Source document >>
^^^^^^^^

Remember how I said I have books that I haven’t got the courage to read because of certain truths in them that will scare the ‘me’ out of me? I decided to take a go at them and things are shaping up.
I have read posts that promotes no-violence, especially by parents. I didn’t agreed with them at first because I didn’t think there could be another way to make the little ones obey instructions. For me, it has never been considered a topic as to whether a child should be flogged or not. Almost every home in Nigeria has a cane or even more. If I search my house thoroughly , I will find about 3/4 canes(don’t chew me yet). The fear of the cane is the beginning of wisdom or so we grew to think. So,as tradition , we followed suit.
I agreed with the tradition until I worked in a daycare. In the course of getting knowledge on the best practices for taking care of children, I saw that of all the ways to get through to the child, hitting child is a No No. How could that be possible? I thought to myself? Those psychologist propounding the theory should stay with my children and they will change their theory without second thoughts. However, some incidents made me think otherwise. In the daycare, I noticed that the kids already know how to hit, when to hit and who to hit. Some of them are forceful when they want the toy another child has that they might hit or scratch to get what they want. On the other hand you see a child as meek as a lamb. He has never raised his hands against anyone. Such child would rather come and report any ill meted against him. It doesn’t take long before you point out the child that has been exposed to violence and the one that hasn’t.
Potty training has never been amongst my strong points. I do not have the patience to wait it out. Recently, my baby was potty trained but it was not without the drama. From the onset, he was scared of sitting down on the potty. He didn’t mind standing to wee but to sit and poop was an uphill task for him. So, he will stand in a position and have his accident on the floor. At first, I tried talking him out of it but he continued. I resulted to the one method that we know works…… The cane. I spanked my 2 years and 6 months on his hands. Two small strokes that made him cry. Eventually, he got the feel of it, he started doing his business in the potty. Anytime he had an accident, his question would be,”mummy, will you flog me? I liked the sound of it until he started telling me that he told his aunty he wanted to poop and she said,’good boy’. Was there something different she did that I did not do? I was not enjoying the sound of his “will you flog me” as against “my aunty said good bog” .It got me thinking.
My kids are super active. They love each other but they pick on each other too. They have siblings squabbles that sometimes results to one hitting the other. I always tell them not to hit each other, so the victim always comes to report. I always reply with, “why are you hitting him? Do I hit you like that? You can imagine the moral battle I fight within me anytime I say that. What moral justification do I have to say that? I hit them, even when it is an act of disciplining them. As you can guess, the reports keep coming even after the scolding.
Last week, I spanked one of the boys so hard that I thought the bad behaviour was going to stop automatically. It didn’t work. He loves to jump chairs/tables, climb walls, somersaults and for a five year old, it scares me that he might break a bone or cut himself and he will be admitted in the hospital. After the last time I spanked him, I knew something must change. It was either he was becoming defiant and difficult to handle or my method was not working.

^^^^^^^^

Task description >> Carry on the post above about rethinking spanking as a way to discipline children, beginning right after its last sentence.

Extracted information >>
^^^^^^^^

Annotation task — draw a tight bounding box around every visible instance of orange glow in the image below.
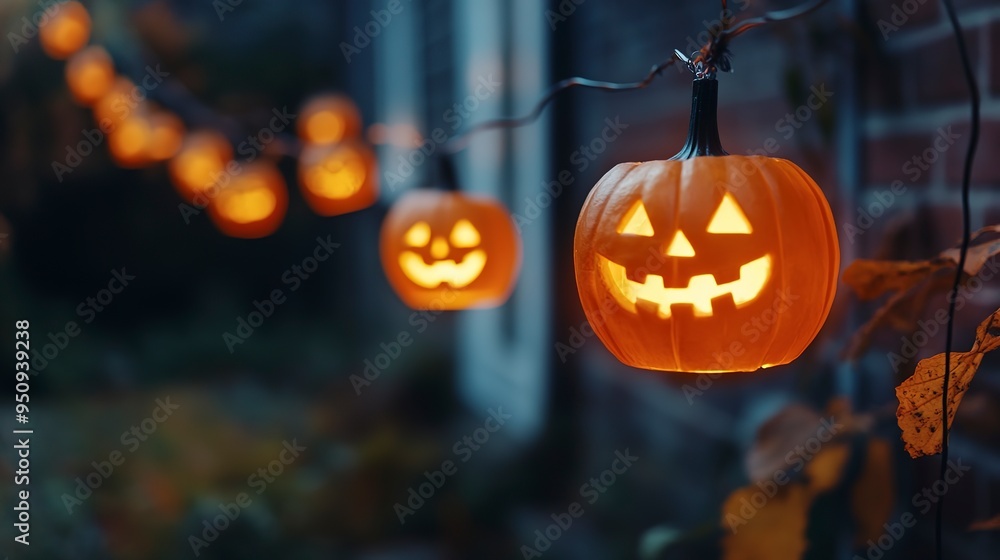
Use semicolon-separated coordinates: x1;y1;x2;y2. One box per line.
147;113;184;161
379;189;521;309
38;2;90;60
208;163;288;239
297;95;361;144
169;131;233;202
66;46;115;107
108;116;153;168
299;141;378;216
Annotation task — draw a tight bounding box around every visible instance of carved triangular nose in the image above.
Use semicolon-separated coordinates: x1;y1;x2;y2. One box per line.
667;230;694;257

^^^^^^^^

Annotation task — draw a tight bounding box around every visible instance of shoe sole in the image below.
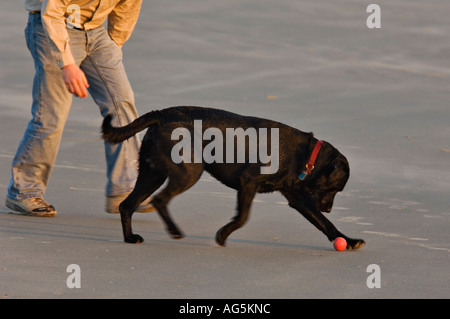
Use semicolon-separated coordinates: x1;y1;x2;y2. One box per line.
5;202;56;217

^^^^^^^^

Answer box >>
There are times that I have spanked the kids with such force that my heart ached for a long time. The ache was not because they were hurting but because I was hurting from the physical exertion. It takes such strength to hit anyone especially when done out of anger. So many times, I spank when angry and when I am done, I wonder what that was for? The times spanking has worked for me and them are those times I exercised the patience to explain why the cane had to come out from its hiding place. There are other times when the cane has brought some temporal relief. Every where is calm for a period of time and after that, it’s business as usual.
I am not saying no to spanking a child. There are times it is most effective. Parents should use the cane only at those times. What about hitting with the hands, slapping? Aren’t they all the same? Yes, they are. It has been said that hitting a child gives them the wrong belief that they can hit someone smaller than them. I say that is true because that was happening with my children already. What made me change my mind?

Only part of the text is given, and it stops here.